-- EXCERPTED DATA --
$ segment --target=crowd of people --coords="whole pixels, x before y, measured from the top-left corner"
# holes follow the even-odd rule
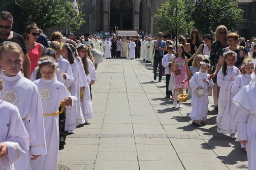
[[[47,40],[34,22],[23,35],[12,24],[11,14],[0,12],[0,169],[57,169],[66,136],[94,117],[92,85],[103,57],[152,64],[154,80],[158,71],[159,82],[165,75],[173,107],[182,108],[178,96],[187,91],[195,126],[207,123],[213,95],[217,132],[237,138],[256,169],[256,38],[245,42],[221,25],[214,38],[193,29],[177,40],[142,30],[128,39],[112,30],[77,37],[55,31]]]

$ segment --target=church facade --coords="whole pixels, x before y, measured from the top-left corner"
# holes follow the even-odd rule
[[[154,14],[165,0],[78,0],[79,9],[85,15],[86,23],[76,34],[93,34],[96,31],[133,30],[157,33]]]

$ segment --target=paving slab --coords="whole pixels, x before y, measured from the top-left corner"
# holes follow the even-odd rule
[[[237,141],[216,132],[212,96],[207,124],[188,116],[191,100],[173,107],[165,77],[153,80],[141,59],[103,59],[92,86],[94,118],[74,130],[59,152],[71,170],[244,170],[246,153]]]

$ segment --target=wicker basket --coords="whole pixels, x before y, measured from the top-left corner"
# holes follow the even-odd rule
[[[188,100],[189,95],[187,94],[184,94],[183,92],[183,85],[182,85],[182,94],[178,95],[178,99],[180,102],[186,102]]]

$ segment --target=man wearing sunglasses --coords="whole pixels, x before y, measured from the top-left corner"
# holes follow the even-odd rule
[[[166,43],[162,40],[163,33],[160,32],[158,33],[157,39],[154,41],[155,55],[154,56],[154,80],[157,80],[157,70],[159,65],[159,82],[161,82],[162,76],[162,59],[163,57],[163,52],[166,51]]]
[[[30,77],[30,61],[27,52],[25,40],[23,37],[12,31],[13,17],[7,11],[0,12],[0,44],[5,41],[14,42],[22,48],[23,56],[23,70],[24,76],[28,79]]]

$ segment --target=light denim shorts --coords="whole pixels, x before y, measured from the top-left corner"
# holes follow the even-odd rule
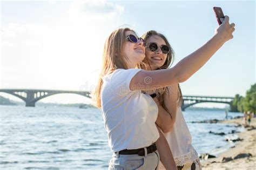
[[[158,169],[159,162],[160,157],[157,150],[145,156],[120,155],[117,152],[113,154],[109,162],[109,170]]]

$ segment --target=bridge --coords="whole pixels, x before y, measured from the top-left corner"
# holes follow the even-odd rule
[[[45,97],[60,93],[73,93],[90,98],[90,92],[80,91],[64,91],[30,89],[0,89],[0,92],[16,96],[26,103],[26,106],[35,107],[36,102]],[[224,103],[231,105],[234,98],[225,97],[183,96],[181,110],[201,103]]]
[[[213,96],[183,96],[183,102],[181,110],[185,111],[186,108],[201,103],[224,103],[231,105],[234,100],[233,97],[213,97]]]
[[[57,94],[72,93],[91,98],[90,93],[86,91],[29,90],[29,89],[0,89],[0,92],[16,96],[26,103],[26,106],[35,107],[36,102],[47,97]]]

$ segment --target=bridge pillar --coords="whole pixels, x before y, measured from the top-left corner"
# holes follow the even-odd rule
[[[35,107],[35,102],[26,102],[26,107]]]
[[[35,99],[35,93],[33,92],[28,92],[26,99],[26,107],[35,107],[35,102],[33,101]]]
[[[184,104],[184,100],[182,101],[182,105],[181,105],[181,111],[185,111],[185,104]]]

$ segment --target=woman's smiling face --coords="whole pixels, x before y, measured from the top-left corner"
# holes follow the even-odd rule
[[[157,45],[158,48],[154,52],[150,51],[149,47],[146,48],[146,58],[147,59],[150,66],[152,70],[156,70],[157,68],[162,66],[166,60],[167,54],[163,53],[161,50],[162,45],[166,45],[164,39],[157,35],[153,35],[149,38],[146,42],[148,46],[151,43],[154,43]]]
[[[134,32],[127,31],[125,32],[126,37],[130,34],[134,35],[138,39],[138,36]],[[134,43],[126,38],[124,43],[123,52],[127,57],[129,67],[134,68],[136,65],[145,58],[145,46],[143,45],[143,42],[138,39],[137,42]]]

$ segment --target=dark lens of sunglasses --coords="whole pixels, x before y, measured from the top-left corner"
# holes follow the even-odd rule
[[[151,43],[151,44],[150,44],[149,47],[150,51],[151,51],[152,52],[154,52],[154,51],[157,51],[158,46],[157,46],[157,44]]]
[[[144,39],[142,38],[139,38],[139,40],[143,42],[143,46],[146,46],[146,42],[145,41],[145,40],[144,40]]]
[[[129,39],[133,43],[136,43],[138,40],[138,39],[137,39],[136,37],[133,36],[132,34],[130,34],[129,35]]]
[[[164,54],[167,54],[169,52],[169,47],[168,46],[164,45],[161,46],[161,50],[162,52]]]

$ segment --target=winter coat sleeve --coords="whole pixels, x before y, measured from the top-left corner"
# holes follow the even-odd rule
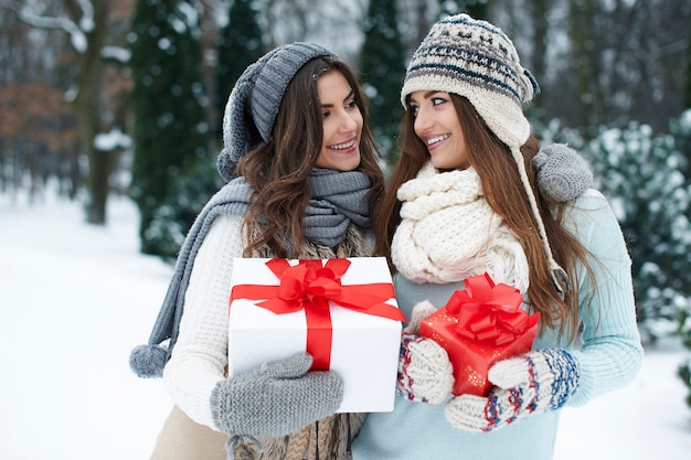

-- WORK TO COMPLETE --
Rewrite all of the lines above as a numbered list, skipping the blank lines and leaving out the pictures.

-- FULL ANSWER --
1. $ segment --target=crowd of people --coords="whole pixels, x before y, measured from the top-left corner"
2. # holes follow the even-odd rule
3. [[[47,40],[34,22],[23,35],[12,24],[11,14],[0,12],[0,169],[57,169],[66,136],[94,117],[92,85],[103,57],[152,64],[154,80],[158,71],[159,82],[165,75],[173,107],[182,108],[178,96],[187,91],[195,126],[207,123],[213,95],[217,132],[237,138],[256,169],[256,38],[245,42],[221,25],[214,38],[193,29],[177,40],[142,30],[128,39],[112,30],[77,37],[55,31]]]
4. $ segment --target=church facade --coords="whole pixels, x before y, measured from the top-left corner"
5. # holes follow the even-odd rule
6. [[[154,14],[165,0],[78,0],[79,9],[85,15],[86,23],[76,34],[93,34],[96,31],[133,30],[157,33]]]
7. $ segment --target=paving slab --coords="whole pixels, x before y, measured from the top-left corner"
8. # holes follow the even-odd rule
9. [[[237,141],[216,132],[212,96],[207,124],[188,116],[191,100],[173,107],[165,77],[153,80],[141,59],[103,59],[92,86],[94,118],[74,130],[59,152],[71,170],[244,170],[246,153]]]
10. $ segment --target=wicker basket --coords="whole pixels, x before y, measured from the top-left corner"
11. # holes follow the even-odd rule
12. [[[188,100],[189,95],[187,94],[184,94],[183,92],[183,85],[182,85],[182,94],[178,95],[178,99],[180,102],[186,102]]]
13. $ segment --target=man wearing sunglasses --coords="whole pixels, x before y, measured from the top-left corner"
14. # holes follow the even-odd rule
15. [[[166,43],[162,40],[163,33],[160,32],[158,33],[157,39],[154,41],[155,55],[154,56],[154,80],[157,80],[157,70],[159,65],[159,82],[161,82],[162,76],[162,59],[163,57],[163,52],[166,51]]]
16. [[[30,77],[30,61],[27,52],[25,40],[23,37],[12,31],[13,17],[7,11],[0,12],[0,44],[5,41],[14,42],[22,48],[23,56],[23,70],[24,76],[28,79]]]
17. $ segment --target=light denim shorts --coords="whole pixels, x before y, measured from the top-left corner"
18. # holes follow the even-odd rule
19. [[[158,169],[159,162],[160,157],[157,150],[145,156],[120,155],[117,152],[113,154],[109,162],[109,170]]]
20. $ segment --target=bridge --coords="whole pixels, x before y, measured from the top-left corner"
21. # holes follow the even-odd rule
22. [[[45,97],[60,93],[73,93],[90,98],[90,92],[80,91],[64,91],[30,89],[0,89],[0,92],[16,96],[26,103],[26,106],[35,107],[36,102]],[[224,103],[231,105],[234,98],[225,97],[183,96],[181,110],[201,103]]]
23. [[[213,96],[183,96],[183,102],[181,110],[185,111],[186,108],[201,103],[224,103],[231,105],[234,100],[233,97],[213,97]]]
24. [[[57,94],[72,93],[91,98],[90,93],[86,91],[29,90],[29,89],[0,89],[0,92],[16,96],[26,103],[26,106],[35,107],[36,102],[47,97]]]
25. $ segment --target=bridge pillar --coords="whole pixels, x before y, measured from the top-left corner"
26. # holes follow the even-odd rule
27. [[[35,107],[35,102],[26,102],[26,107]]]
28. [[[35,99],[35,93],[33,92],[28,92],[26,99],[26,107],[35,107],[35,102],[33,101]]]
29. [[[184,104],[184,100],[182,101],[182,105],[181,105],[181,111],[185,111],[185,104]]]
30. $ segment --target=woman's smiling face --coords="whole pixels, x before y, measured from the top-left corner"
31. # holes follow the even-odd rule
32. [[[157,45],[158,48],[154,52],[150,51],[149,47],[146,48],[146,58],[147,59],[150,66],[152,70],[156,70],[157,68],[162,66],[166,60],[167,54],[163,53],[161,50],[162,45],[166,45],[164,39],[157,35],[153,35],[149,38],[146,42],[148,46],[151,43],[154,43]]]
33. [[[134,32],[127,31],[125,32],[126,37],[130,34],[134,35],[138,39],[138,36]],[[134,43],[126,38],[124,43],[123,52],[127,57],[129,67],[134,68],[136,65],[145,58],[145,46],[143,45],[143,42],[138,39],[137,42]]]
34. $ segment --target=dark lens of sunglasses --coords="whole pixels, x before y, measured from the top-left corner"
35. # holes follow the even-odd rule
36. [[[151,43],[151,44],[150,44],[149,47],[150,51],[151,51],[152,52],[154,52],[154,51],[157,51],[158,46],[157,46],[157,44]]]
37. [[[144,39],[142,38],[139,38],[139,40],[143,42],[143,46],[146,46],[146,42],[145,41],[145,40],[144,40]]]
38. [[[129,39],[133,43],[136,43],[138,40],[138,39],[137,39],[136,37],[133,36],[132,34],[130,34],[129,35]]]
39. [[[164,54],[167,54],[169,52],[169,47],[168,46],[164,45],[161,46],[161,50],[162,52]]]
40. $ segment --target=winter coat sleeve --coords="whole pixels, x before y, measured from the top-left corner"
41. # holes follow the even-odd rule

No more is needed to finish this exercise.